> _取り組む課題_
1/ 下のドビーとマートルの文章について、次の問いに答えてください。
(a) ドビーは主人から1日何回脅迫されているとハリーに話したか。
(b) マートルがトイレで殺されたのは何年前か。
(c) ハリーはリドルの日記に何を忍ばせたか。
2/ 下のドビーとマートルの文章を、最後の一文の続きから書き進めよ。

> _読む抜粋_
==================================================
ドビーに嘆きのマートル、いじめられっ子が物語のキー

 私が個人的に本作をとても気に入っているのは、ひとえにドビーが出てくるからといっても過言ではない。ドビー大好き! そして50年前にトム・リドルにバジリスクをけしかけられ、トイレで殺された少女マートルも良い味を出している。彼らは日々、虐げられてきた存在である。ドビーに関しては主人のルシウスから「1日5回は脅迫されている」とハリーに話していたが、英語ではDeath threatと言っていて、ただの脅しではなく生命を脅かされていることがわかる。マートルも死んでいるから痛みを感じないだろう、と在校生に物を投げられる的のような扱いをされている。彼女はいつも、シクシク泣いている。そんな彼らが本作のみならずその後も重要な鍵を握っている存在なのが意味深い。マートルはその後も『炎のゴブレット』で一役買うし、ドビーに関しては『死の秘宝 PART1』でハリーたちの命を救う。

 『秘密の部屋』のラストも痛快で、ドビーがハリーから靴下をこっそりもらったことで自由の身となる。仕組みを噛み砕くと、ハリーがリドルの日記に靴下を忍ばせて、ルシウスにまず手渡す。それをルシウスがドビーに渡したことで、“主人から衣類をもらった”ということになったのだ。ルシウスはこれに腹を立て、「アブラ…」と例の死の呪文をハリーにぶつけようとするが(校長室の目の前なのに凄い度胸だ)、この時もドビーは前に立ちはだかり、難なくルシウスを吹っ飛ばす。実は屋敷しもべは魔法使いより強い魔術を持っていたりする。自分を助けてくれたドビーにハリーはお礼を言いつつ、「もう二度と僕を救おうとしないで」と、約束させた。数年後、ドビーはこの約束を自らの命を投げ打ってまでして破ることになる。ああ……目頭が……。
==================================================
> _与えられた情報_
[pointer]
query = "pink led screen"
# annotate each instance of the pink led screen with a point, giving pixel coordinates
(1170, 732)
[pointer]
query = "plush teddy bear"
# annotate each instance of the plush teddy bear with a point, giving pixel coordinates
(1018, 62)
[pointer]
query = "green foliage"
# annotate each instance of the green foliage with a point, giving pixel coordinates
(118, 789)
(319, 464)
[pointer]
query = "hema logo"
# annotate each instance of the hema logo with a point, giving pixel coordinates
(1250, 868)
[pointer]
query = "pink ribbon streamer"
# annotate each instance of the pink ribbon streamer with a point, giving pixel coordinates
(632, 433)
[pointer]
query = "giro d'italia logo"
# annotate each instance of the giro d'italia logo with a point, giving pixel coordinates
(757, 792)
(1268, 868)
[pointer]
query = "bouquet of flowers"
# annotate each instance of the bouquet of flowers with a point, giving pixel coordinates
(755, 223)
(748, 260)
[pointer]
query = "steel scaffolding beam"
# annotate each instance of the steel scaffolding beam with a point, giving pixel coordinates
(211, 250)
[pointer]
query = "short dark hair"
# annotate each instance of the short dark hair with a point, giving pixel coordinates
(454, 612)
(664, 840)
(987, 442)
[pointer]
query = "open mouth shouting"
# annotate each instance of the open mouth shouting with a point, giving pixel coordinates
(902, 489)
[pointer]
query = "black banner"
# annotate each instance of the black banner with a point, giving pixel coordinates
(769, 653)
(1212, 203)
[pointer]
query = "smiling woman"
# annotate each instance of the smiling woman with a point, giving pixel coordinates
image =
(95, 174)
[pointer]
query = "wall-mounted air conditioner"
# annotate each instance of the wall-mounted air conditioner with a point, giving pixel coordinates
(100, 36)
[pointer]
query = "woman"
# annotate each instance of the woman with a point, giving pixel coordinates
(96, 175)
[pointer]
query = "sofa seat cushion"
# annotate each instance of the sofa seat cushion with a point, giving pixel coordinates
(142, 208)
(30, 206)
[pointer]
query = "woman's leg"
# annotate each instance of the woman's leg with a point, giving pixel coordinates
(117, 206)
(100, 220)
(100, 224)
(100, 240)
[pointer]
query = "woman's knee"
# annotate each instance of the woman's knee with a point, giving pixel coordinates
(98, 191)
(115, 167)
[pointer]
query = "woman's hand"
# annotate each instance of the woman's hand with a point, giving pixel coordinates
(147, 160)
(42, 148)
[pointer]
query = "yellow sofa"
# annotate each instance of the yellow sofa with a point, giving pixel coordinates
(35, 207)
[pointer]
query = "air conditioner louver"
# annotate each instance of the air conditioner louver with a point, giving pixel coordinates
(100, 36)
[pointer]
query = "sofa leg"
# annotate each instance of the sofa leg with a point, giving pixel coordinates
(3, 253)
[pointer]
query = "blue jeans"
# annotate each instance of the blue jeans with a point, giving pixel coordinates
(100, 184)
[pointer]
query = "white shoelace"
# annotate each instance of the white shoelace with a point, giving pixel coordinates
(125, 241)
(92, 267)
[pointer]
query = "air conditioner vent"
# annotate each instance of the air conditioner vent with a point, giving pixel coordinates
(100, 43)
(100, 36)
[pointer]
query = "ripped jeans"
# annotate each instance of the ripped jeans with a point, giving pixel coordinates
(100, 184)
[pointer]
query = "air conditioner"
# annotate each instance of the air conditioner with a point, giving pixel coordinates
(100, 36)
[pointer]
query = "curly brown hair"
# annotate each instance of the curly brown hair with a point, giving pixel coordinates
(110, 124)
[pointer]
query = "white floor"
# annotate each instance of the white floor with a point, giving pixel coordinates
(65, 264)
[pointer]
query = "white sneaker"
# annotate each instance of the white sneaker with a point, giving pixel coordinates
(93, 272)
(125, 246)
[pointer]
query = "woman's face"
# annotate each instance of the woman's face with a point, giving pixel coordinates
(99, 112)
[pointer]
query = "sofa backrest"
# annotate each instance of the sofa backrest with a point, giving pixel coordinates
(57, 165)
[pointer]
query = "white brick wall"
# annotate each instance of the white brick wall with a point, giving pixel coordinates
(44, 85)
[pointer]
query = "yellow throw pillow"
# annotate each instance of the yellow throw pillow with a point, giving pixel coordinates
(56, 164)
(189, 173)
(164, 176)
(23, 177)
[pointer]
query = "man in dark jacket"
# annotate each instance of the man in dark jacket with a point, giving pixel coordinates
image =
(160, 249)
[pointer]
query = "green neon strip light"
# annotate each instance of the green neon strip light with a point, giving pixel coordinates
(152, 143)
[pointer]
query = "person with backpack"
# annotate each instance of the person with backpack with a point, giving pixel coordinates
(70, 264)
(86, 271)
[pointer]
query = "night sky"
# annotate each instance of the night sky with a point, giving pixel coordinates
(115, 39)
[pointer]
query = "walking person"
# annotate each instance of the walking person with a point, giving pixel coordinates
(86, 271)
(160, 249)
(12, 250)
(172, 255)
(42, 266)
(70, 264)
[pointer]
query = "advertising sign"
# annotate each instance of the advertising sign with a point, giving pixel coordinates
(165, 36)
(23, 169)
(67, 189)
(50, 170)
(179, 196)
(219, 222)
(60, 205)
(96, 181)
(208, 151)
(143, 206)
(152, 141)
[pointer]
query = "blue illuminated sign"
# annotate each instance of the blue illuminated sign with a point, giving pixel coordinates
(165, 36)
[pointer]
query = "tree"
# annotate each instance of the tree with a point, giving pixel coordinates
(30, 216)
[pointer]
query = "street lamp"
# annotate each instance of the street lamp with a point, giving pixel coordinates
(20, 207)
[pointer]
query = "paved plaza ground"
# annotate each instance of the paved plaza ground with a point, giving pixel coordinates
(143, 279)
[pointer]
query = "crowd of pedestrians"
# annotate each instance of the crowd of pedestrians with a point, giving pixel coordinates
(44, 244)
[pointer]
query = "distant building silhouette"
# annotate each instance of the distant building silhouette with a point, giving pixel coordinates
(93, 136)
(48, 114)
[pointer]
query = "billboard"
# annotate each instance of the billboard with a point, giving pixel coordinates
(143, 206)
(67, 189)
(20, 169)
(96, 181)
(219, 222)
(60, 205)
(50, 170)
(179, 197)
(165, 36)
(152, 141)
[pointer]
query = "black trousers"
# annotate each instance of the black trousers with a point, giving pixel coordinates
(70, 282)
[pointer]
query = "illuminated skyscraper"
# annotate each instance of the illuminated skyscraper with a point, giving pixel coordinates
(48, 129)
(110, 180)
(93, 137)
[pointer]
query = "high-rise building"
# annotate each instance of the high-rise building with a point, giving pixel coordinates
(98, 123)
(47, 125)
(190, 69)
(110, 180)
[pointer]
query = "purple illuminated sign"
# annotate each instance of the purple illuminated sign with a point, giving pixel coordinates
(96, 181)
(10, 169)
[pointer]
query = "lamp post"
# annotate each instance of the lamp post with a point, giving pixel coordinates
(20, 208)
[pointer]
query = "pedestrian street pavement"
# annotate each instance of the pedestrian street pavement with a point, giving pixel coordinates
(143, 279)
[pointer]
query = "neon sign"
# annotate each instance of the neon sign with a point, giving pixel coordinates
==================================================
> _解答は以下_
1/
(a) 5回
(b) 50年前
(c) 靴下

2/
てんこ盛りなのに製作費はシリーズで一番安い!

 最後に、もうひとつ『秘密の部屋』が凄い作品である理由に触れておきたい。それは、ここまで見どころがてんこ盛りなのにも関わらず$100million(1億円)というシリーズで最も低い製作費で作られていることだ。世界興行収入は$878,979,634(約918億円)と、下から2番目の成績ではあるものの(最下位はアズカバン)、わずかに届かなかった世界興収$896,911,078(約936億円)の『炎のゴブレット』の製作費が$150million(1億5千万円)だったことを考えると、『秘密の部屋』はなかなか優秀な作品である。

 何よりクリス・コロンバス監督が続投し、あの素晴らしい1作目からのテンションを失速させることなく世界観を保つこともできただけでも上出来だ。

 列車から逃れ、魔法の車が湖畔をヘッドライトで照らしながら飛んでいく。ジョン・ウィリアムズによる天才的で壮大なテーマ曲とともに映されるホグワーツの景観を見て、笑顔が抑えきれないハリーに「おかえり」とロンは声をかけるが、これは観客である私たちにかけられた言葉でもある。『ハリー・ポッター』の世界に戻って、またあの冒険を味わえる。『秘密の部屋』は、その嬉しさを噛み締めることのできる素晴らしい作品なのだ。

■アナイス(ANAIS)
映画ライター。幼少期はQueenを聞きながら化石掘りをして過ごした、恐竜とポップカルチャーをこよなく愛するナードハーフ。レビューやコラム、インタビュー記事を執筆。InstagramTwitter

■放送情報
『ハリー・ポッターと秘密の部屋』
日本テレビ系にて、10月30日(金)21:00〜23:24放送
※放送枠30分拡大
原作:J・K・ローリング
監督・製作総指揮:クリス・コロンバス
出演:ダニエル・ラドクリフ、ルパート・グリント、エマ・ワトソン、マギー・スミス、アラン・リックマン、ケネス・ブラナー、トム・フェルトン
TM & (c)2002 Warner Bros. Ent. , Harry Potter Publishing Rights (c) J.K.R.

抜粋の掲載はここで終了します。